TE MAKEN OPDRACHTEN>
[1] Zet het vers uit het tekstfragment dat begint met "En zij legerden zich tegen hen" om in een beknopte opsomming met de belangrijkste feiten.
[2] Hoeveel jaren gaf de HEERE de kinderen Israëls volgens het tekstfragment in de hand der Midianieten?

< Richteren 6 >

1 Maar de kinderen Israels deden, dat kwaad was in de ogen des HEEREN; zo gaf hen de HEERE in de hand der Midianieten, zeven jaren.
Or i figliuoli d’Israele fecero ciò ch’è male agli occhi dell’Eterno, e l’Eterno li diede nelle mani di Madian per sette anni.
2 Als nu de hand der Midianieten sterk werd over Israel, maakten zich de kinderen Israels, vanwege de Midianieten, de holen, die in de bergen zijn, en de spelonken, en de vestingen.
La mano di Madian fu potente contro Israele; e, per la paura dei Madianiti, i figliuoli d’Israele si fecero quelle caverne che son nei monti, e delle spelonche e dei forti.
3 Want het geschiedde, als Israel gezaaid had, zo kwamen de Midianieten op, en de Amalekieten, en die van het oosten kwamen ook op tegen hen.
Quando Israele avea seminato, i Madianiti con gli Amalekiti e coi figliuoli dell’oriente salivano contro di lui,
4 En zij legerden zich tegen hen, en verdierven de opkomst des lands, tot daar gij komt te Gaza; en zij lieten geen leeftocht overig in Israel, noch klein vee, noch os, noch ezel.
s’accampavano contro gl’Israeliti, distruggevano tutti i prodotti del paese fin verso Gaza, e non lasciavano in Israele né viveri, né pecore, né buoi, né asini.
5 Want zij kwamen op met hun vee en hun tenten; zij kwamen gelijk de sprinkhanen in menigte, dat men hen en hun kemelen niet tellen kon; en zij kwamen in het land, om dat te verderven.
Poiché salivano coi loro greggi e con le loro tende, e arrivavano come una moltitudine di locuste; essi e i loro cammelli erano innumerevoli, e venivano nel paese per devastarlo.
6 Alzo werd Israel zeer verarmd, vanwege de Midianieten. Toen riepen de kinderen Israels tot den HEERE.
Israele dunque fu ridotto in gran miseria a motivo di Madian, e i figliuoli d’Israele gridarono all’Eterno.

VASTGELEGDE GEGEVENS>
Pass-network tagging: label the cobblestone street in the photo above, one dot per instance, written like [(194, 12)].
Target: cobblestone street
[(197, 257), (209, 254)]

VOLLEDIGE ANTWOORDEN>
[1]
- De Midianieten legerden zich tegen Israël.
- Zij verwoestten de opbrengst van het land tot aan Gaza.
- Zij lieten in Israël geen voedsel achter, en ook geen kleinvee, ossen of ezels.

[2] Zeven jaren.